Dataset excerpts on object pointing
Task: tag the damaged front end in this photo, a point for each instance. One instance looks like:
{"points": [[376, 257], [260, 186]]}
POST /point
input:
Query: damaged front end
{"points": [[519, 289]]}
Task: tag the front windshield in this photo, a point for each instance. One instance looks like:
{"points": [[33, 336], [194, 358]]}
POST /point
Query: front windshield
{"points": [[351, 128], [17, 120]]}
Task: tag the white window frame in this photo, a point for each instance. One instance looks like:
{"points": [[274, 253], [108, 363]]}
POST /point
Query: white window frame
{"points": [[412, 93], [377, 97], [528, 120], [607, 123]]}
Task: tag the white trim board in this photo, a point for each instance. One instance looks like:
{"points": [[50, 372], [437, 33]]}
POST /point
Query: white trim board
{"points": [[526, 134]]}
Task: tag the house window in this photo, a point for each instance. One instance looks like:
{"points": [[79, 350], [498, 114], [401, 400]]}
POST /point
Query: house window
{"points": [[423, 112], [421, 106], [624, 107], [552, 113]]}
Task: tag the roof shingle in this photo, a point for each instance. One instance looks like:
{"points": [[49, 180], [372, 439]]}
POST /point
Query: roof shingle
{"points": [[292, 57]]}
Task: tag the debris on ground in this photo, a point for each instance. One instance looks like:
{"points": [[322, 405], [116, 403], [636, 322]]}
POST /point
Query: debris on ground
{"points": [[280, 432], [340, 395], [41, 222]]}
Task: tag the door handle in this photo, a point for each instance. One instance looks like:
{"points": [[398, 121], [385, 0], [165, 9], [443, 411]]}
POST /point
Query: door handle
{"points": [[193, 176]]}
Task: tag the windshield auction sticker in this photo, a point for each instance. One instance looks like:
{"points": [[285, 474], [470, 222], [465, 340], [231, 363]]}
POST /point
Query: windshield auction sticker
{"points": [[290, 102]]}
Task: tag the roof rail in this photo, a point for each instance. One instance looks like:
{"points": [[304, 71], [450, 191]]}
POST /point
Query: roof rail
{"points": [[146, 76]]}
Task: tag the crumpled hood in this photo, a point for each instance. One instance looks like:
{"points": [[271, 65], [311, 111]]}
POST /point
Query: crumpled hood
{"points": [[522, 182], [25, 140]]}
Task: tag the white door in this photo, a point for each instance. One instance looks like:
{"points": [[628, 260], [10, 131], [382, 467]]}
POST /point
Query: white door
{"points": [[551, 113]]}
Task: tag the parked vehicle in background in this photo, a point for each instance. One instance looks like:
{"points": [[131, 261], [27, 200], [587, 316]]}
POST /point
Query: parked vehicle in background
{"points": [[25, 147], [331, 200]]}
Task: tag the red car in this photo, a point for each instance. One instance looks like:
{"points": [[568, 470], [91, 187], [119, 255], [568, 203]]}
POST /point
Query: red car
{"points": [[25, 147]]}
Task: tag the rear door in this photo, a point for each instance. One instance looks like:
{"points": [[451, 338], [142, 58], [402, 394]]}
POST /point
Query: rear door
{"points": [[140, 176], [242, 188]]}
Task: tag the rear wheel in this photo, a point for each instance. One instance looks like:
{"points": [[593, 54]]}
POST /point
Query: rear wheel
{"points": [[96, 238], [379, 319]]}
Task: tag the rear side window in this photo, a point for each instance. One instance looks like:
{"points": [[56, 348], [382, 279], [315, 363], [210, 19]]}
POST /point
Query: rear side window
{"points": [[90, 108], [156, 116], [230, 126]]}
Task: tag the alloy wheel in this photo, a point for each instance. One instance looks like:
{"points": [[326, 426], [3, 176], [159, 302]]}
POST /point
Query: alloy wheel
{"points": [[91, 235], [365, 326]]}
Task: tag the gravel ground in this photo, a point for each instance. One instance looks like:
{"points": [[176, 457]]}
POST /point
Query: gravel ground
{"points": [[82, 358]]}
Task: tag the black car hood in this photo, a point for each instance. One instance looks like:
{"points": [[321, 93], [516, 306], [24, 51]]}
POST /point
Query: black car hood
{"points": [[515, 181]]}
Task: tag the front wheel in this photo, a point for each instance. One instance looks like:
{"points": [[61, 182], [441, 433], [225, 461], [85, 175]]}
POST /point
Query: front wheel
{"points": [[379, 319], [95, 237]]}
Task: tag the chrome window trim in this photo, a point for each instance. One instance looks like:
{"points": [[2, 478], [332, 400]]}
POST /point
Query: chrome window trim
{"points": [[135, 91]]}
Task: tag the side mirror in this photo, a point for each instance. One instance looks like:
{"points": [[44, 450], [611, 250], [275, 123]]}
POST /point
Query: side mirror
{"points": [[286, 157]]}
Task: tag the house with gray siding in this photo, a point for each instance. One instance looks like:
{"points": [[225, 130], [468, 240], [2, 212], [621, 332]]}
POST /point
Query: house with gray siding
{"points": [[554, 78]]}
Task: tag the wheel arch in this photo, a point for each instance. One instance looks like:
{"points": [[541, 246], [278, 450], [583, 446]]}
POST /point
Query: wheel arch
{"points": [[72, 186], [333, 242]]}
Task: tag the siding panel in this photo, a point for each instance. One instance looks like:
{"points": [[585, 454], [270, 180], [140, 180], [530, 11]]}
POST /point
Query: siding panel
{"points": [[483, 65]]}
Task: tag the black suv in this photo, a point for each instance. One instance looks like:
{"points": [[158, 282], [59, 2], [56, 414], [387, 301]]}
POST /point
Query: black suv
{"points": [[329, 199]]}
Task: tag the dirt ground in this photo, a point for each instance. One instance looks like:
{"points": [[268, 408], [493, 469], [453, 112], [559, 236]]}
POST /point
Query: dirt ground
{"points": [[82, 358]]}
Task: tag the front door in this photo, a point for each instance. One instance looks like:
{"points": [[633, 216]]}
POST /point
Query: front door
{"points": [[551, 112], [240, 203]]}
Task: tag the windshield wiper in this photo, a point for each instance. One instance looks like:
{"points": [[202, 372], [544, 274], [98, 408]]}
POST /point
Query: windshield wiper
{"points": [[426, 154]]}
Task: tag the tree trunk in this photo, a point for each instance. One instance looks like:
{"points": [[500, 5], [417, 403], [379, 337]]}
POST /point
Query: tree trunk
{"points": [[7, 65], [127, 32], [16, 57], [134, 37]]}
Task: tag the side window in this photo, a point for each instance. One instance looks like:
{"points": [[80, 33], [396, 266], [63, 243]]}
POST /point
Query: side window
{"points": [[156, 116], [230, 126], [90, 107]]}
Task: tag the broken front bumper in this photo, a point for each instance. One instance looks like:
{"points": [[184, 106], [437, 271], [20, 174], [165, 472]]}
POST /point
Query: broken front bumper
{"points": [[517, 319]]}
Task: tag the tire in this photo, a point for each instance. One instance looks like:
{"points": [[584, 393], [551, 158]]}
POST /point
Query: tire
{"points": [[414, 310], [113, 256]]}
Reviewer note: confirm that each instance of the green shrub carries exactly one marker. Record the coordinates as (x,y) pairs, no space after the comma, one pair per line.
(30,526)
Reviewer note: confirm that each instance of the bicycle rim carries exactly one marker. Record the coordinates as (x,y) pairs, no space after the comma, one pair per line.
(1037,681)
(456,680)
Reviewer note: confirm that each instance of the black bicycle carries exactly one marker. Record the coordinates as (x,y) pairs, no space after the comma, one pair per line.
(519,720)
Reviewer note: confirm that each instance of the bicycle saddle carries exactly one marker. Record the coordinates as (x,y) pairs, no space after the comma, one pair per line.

=== REQUEST ===
Exactly reproduce every line of the data above.

=== ANSWER ===
Task: tag the damaged front end in this photo, a point for each instance. One instance looks like:
{"points": [[376, 257], [260, 186]]}
POST /point
input:
Query: damaged front end
{"points": [[519, 289]]}
Task: tag the front windshield in this photo, a point for each instance. One instance looks like:
{"points": [[33, 336], [194, 358]]}
POST /point
Query: front windshield
{"points": [[351, 128], [17, 120]]}
Task: tag the white window frame in this photo, a point for each instance. One instance looks like:
{"points": [[274, 253], [108, 363]]}
POST /point
Query: white window frame
{"points": [[412, 93], [377, 97], [528, 120], [607, 123]]}
Task: tag the white trim board in this photo, a point for each instance. One instance looks like:
{"points": [[50, 372], [437, 33]]}
POST /point
Query: white trim board
{"points": [[526, 134]]}
Task: tag the house window in this photo, a point for each instance. One instance looks like:
{"points": [[79, 350], [498, 114], [401, 400]]}
POST /point
Query: house window
{"points": [[423, 112], [421, 106], [624, 107], [552, 113]]}
Task: tag the roof shingle in this photo, a point for each instance. One instance looks like:
{"points": [[49, 180], [372, 439]]}
POST /point
Query: roof shingle
{"points": [[292, 57]]}
Task: tag the debris on ground in this photo, a point for each instance. One instance looks like:
{"points": [[322, 405], [116, 403], [636, 322]]}
POST /point
Query: debris on ground
{"points": [[280, 432], [340, 395], [41, 222]]}
Task: tag the door handle in this photo, a point for each instance. One instance looks like:
{"points": [[398, 121], [385, 0], [165, 9], [443, 411]]}
POST /point
Query: door handle
{"points": [[193, 176]]}
Task: tag the windshield auction sticker in this photo, a point for each instance. One instance looks like:
{"points": [[285, 474], [470, 222], [465, 340], [231, 363]]}
POST /point
Query: windshield auction sticker
{"points": [[290, 102]]}
Task: tag the roof rail in this photo, a point for each instance. One instance looks like:
{"points": [[304, 71], [450, 191]]}
POST /point
Query: roof rail
{"points": [[146, 76]]}
Task: tag the crumpled hood in this photo, a point for each instance. One instance looks like:
{"points": [[271, 65], [311, 111]]}
POST /point
Query: crumpled hood
{"points": [[522, 182], [25, 140]]}
Task: tag the white door in this photo, a point for each instance. One instance looks like:
{"points": [[628, 260], [10, 131], [382, 467]]}
POST /point
Query: white door
{"points": [[551, 113]]}
Task: tag the parked vehicle in background in this photo, a point for each instance. One instance looks like:
{"points": [[131, 261], [27, 200], [587, 316]]}
POST /point
Query: parked vehicle in background
{"points": [[25, 147], [331, 200]]}
Task: tag the red car in this photo, a point for each instance. One instance looks like:
{"points": [[568, 470], [91, 187], [119, 255], [568, 203]]}
POST /point
Query: red car
{"points": [[25, 147]]}
Task: tag the rear door in this photo, a point for each instance. One instance looks like:
{"points": [[451, 338], [142, 58], [402, 394]]}
POST /point
Query: rear door
{"points": [[140, 176], [242, 188]]}
Task: tag the rear wheel in this photo, a point for each instance. One instance looks like:
{"points": [[593, 54]]}
POST /point
Query: rear wheel
{"points": [[96, 238], [379, 319]]}
Task: tag the rear side window in this photo, a point for each instance. One instance looks like:
{"points": [[56, 348], [382, 279], [315, 363], [210, 19]]}
POST /point
Query: rear side window
{"points": [[90, 108], [156, 116], [230, 126]]}
Task: tag the alloy wheel in this photo, a point for each instance. One instance looks like:
{"points": [[326, 426], [3, 176], [159, 302]]}
POST /point
Query: alloy wheel
{"points": [[91, 235], [365, 326]]}
Task: tag the gravel ground in this photo, a point for each instance. One instance looks like:
{"points": [[176, 457]]}
POST /point
Query: gravel ground
{"points": [[82, 358]]}
Task: tag the black car hood in this photo, a point for each instance. One instance looks like:
{"points": [[321, 93], [516, 306], [24, 51]]}
POST /point
Query: black car hood
{"points": [[515, 181]]}
Task: tag the front wheel in this photo, a point for each instance. One instance looks like:
{"points": [[61, 182], [441, 433], [225, 461], [85, 175]]}
POST /point
Query: front wheel
{"points": [[379, 319], [95, 237]]}
Task: tag the chrome window trim in this photo, a point for each instance. One instance looks like:
{"points": [[2, 478], [332, 400]]}
POST /point
Query: chrome window trim
{"points": [[135, 91]]}
Task: tag the side mirror in this photo, a point for each instance. One instance looks like:
{"points": [[44, 450], [611, 250], [275, 123]]}
POST /point
Query: side mirror
{"points": [[286, 157]]}
Task: tag the house with gray siding in this photo, a point for each instance. One instance looks like:
{"points": [[225, 130], [468, 240], [2, 212], [621, 332]]}
POST /point
Query: house with gray siding
{"points": [[554, 78]]}
Task: tag the wheel arch in this photo, a point for each instance. One instance looks like:
{"points": [[541, 246], [278, 450], [583, 446]]}
POST /point
Query: wheel arch
{"points": [[72, 186], [333, 242]]}
Task: tag the siding panel in this photo, a point for each instance. One instance looks like:
{"points": [[585, 454], [270, 180], [140, 180], [530, 11]]}
POST /point
Query: siding panel
{"points": [[483, 65]]}
Task: tag the black suv in this photo, a point for each instance. One instance looks like:
{"points": [[158, 282], [59, 2], [56, 414], [387, 301]]}
POST /point
Query: black suv
{"points": [[329, 199]]}
Task: tag the dirt ground in this photo, a point for each instance. One instance looks like:
{"points": [[268, 408], [493, 469], [453, 112], [559, 236]]}
POST /point
Query: dirt ground
{"points": [[82, 358]]}
Task: tag the front door in this photo, a point for each instance. One instance looks like:
{"points": [[633, 216]]}
POST /point
Query: front door
{"points": [[551, 112], [240, 203]]}
Task: tag the windshield wiper in this photo, a point for each instance. One instance looks like:
{"points": [[202, 372], [544, 274], [98, 408]]}
POST /point
Query: windshield wiper
{"points": [[426, 154]]}
Task: tag the tree trunk in this photo, a point for each instance. One instance looks like:
{"points": [[500, 5], [417, 403], [379, 337]]}
POST /point
Query: tree trunk
{"points": [[7, 65], [127, 32], [16, 57], [134, 37]]}
Task: tag the side window in this photo, a point for each instance. One instance looks like:
{"points": [[80, 33], [396, 266], [63, 243]]}
POST /point
Query: side window
{"points": [[156, 116], [230, 126], [90, 107]]}
Task: tag the broken front bumper in this photo, a point for each instance. One instance looks like:
{"points": [[184, 106], [437, 271], [20, 174], [165, 472]]}
POST /point
Query: broken front bumper
{"points": [[517, 319]]}
Task: tag the tire in this photo, a point for each instance. One instance looks like:
{"points": [[584, 393], [551, 158]]}
POST /point
Query: tire
{"points": [[414, 310], [113, 256]]}
Reviewer note: confirm that each instance of the green shrub carries exactly one marker. Record the coordinates as (x,y) pairs, no space after the comma, one pair per line.
(30,526)
Reviewer note: confirm that each instance of the bicycle rim carries exactly one marker. Record the coordinates as (x,y) pairs, no space after the comma, one pair per line.
(1037,681)
(456,680)
Reviewer note: confirm that each instance of the black bicycle carries exactly one marker. Record the coordinates as (x,y) pairs, no space after the comma, one pair per line.
(519,720)
Reviewer note: confirm that each instance of the bicycle saddle carries exactly one marker. Record the coordinates as (x,y) pairs, no space after the comma, one pair per line.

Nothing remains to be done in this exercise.